- _Work instruction_
Your answer should hold only the lines from the one with "the man's white" through the end of the listing below, each retyped exactly.

——————————

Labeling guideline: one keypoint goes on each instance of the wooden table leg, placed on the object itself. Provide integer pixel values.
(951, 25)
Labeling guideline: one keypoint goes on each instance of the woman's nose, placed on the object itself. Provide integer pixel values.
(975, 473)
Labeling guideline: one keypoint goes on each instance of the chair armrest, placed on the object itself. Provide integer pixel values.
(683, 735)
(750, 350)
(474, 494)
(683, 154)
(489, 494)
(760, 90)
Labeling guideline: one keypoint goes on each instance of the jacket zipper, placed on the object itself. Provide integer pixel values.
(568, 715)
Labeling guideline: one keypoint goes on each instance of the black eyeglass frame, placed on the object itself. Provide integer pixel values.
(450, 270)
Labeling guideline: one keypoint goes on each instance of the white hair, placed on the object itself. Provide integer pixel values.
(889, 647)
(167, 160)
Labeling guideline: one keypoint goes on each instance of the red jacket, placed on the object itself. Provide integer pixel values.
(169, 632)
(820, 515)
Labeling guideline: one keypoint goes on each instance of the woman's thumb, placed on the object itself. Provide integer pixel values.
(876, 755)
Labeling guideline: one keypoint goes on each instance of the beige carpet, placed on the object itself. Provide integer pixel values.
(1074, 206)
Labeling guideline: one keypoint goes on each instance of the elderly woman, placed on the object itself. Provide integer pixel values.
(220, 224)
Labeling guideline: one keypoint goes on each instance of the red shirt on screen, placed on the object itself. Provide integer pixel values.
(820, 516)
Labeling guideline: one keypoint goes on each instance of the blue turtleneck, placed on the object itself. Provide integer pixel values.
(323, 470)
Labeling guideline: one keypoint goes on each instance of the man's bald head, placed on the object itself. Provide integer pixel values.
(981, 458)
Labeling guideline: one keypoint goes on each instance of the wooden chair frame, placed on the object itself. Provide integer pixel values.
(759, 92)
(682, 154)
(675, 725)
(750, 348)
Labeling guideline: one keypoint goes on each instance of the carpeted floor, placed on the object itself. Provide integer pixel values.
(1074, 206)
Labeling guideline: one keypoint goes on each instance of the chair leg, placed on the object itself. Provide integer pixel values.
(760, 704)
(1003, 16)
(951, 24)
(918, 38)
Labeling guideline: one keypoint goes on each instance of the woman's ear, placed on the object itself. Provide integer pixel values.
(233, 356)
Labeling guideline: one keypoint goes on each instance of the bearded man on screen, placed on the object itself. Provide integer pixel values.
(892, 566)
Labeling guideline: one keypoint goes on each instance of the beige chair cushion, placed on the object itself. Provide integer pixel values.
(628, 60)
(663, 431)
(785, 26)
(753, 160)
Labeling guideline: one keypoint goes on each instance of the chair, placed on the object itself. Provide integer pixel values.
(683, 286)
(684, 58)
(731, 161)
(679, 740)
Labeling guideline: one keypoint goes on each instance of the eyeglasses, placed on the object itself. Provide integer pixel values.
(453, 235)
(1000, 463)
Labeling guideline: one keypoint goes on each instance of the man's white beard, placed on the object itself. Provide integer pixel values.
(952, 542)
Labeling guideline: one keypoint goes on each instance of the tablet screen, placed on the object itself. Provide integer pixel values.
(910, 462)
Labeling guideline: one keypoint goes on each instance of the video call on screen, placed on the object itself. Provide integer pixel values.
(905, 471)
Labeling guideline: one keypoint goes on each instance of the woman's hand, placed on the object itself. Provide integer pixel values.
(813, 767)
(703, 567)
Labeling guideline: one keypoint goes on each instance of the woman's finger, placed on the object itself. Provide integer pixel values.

——————————

- _Reply_
Labeling guideline: one keypoint goes on each instance of the man's white beard, placed on the object itself. Provide integer pixel values.
(952, 542)
Labeling guideline: one keypoint goes on each instance of the tablet screen, placed on the object itself. Provide integer pixel values.
(910, 462)
Labeling guideline: one keypoint goes on each instance of the video call on screen, placed on the object itself. Provide integer pixel values.
(905, 471)
Labeling guideline: one keypoint goes on each instance of the woman's hand, placed on the object itself. Provide integer pixel values.
(813, 767)
(703, 567)
Labeling guideline: one keypoint goes on each instance of the woman's finger, placed on the object itself. Provide integer pixel values.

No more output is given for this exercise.